**REQUIRED WORK:** Please format every line of the records below as a JSON list of strings, one string per line, skipping blank lines and leaving out the pictures.

···

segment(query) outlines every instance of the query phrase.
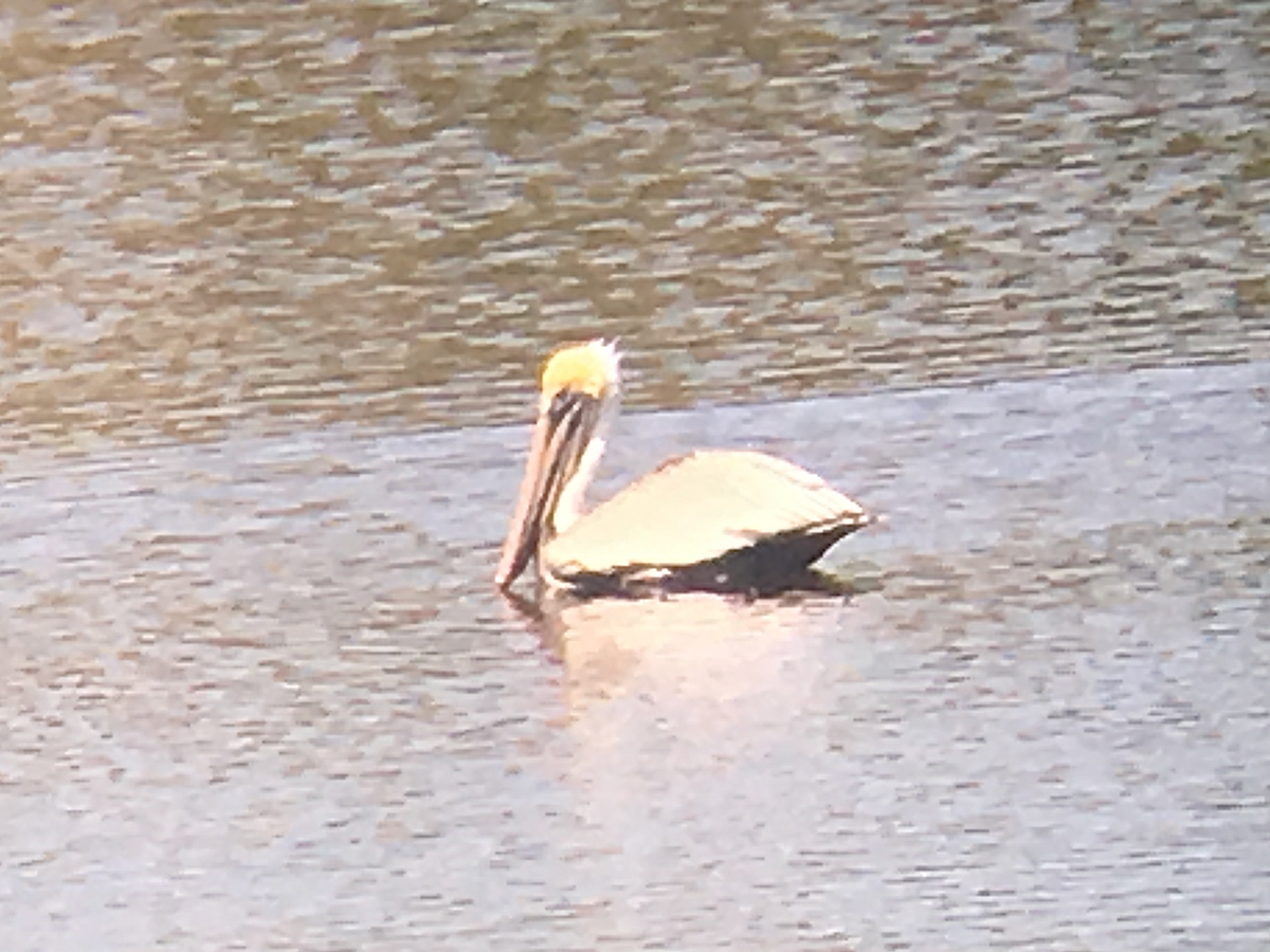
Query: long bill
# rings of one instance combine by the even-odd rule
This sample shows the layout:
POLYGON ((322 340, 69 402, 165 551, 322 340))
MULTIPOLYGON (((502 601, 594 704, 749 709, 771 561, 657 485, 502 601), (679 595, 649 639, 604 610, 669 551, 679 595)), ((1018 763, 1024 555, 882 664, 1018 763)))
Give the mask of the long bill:
POLYGON ((599 401, 587 393, 561 391, 533 425, 521 496, 503 542, 494 584, 508 588, 555 534, 560 494, 578 472, 599 419, 599 401))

···

**ANSWER TO THE EXERCISE:**
[
  "segment(query) outlines every instance of the query phrase.",
  "Query: long bill",
  "# rings of one instance combine by the even-odd rule",
  "This sample shows the layout:",
  "POLYGON ((322 340, 69 402, 165 551, 322 340))",
  "MULTIPOLYGON (((502 601, 594 704, 749 709, 771 561, 657 485, 502 601), (679 595, 649 639, 604 610, 669 551, 679 595)), ((1018 763, 1024 555, 882 664, 1018 763)))",
  "Give the mask of the long bill:",
  "POLYGON ((599 401, 587 393, 561 391, 533 425, 521 496, 503 542, 494 584, 508 588, 555 534, 560 494, 578 472, 599 419, 599 401))"
]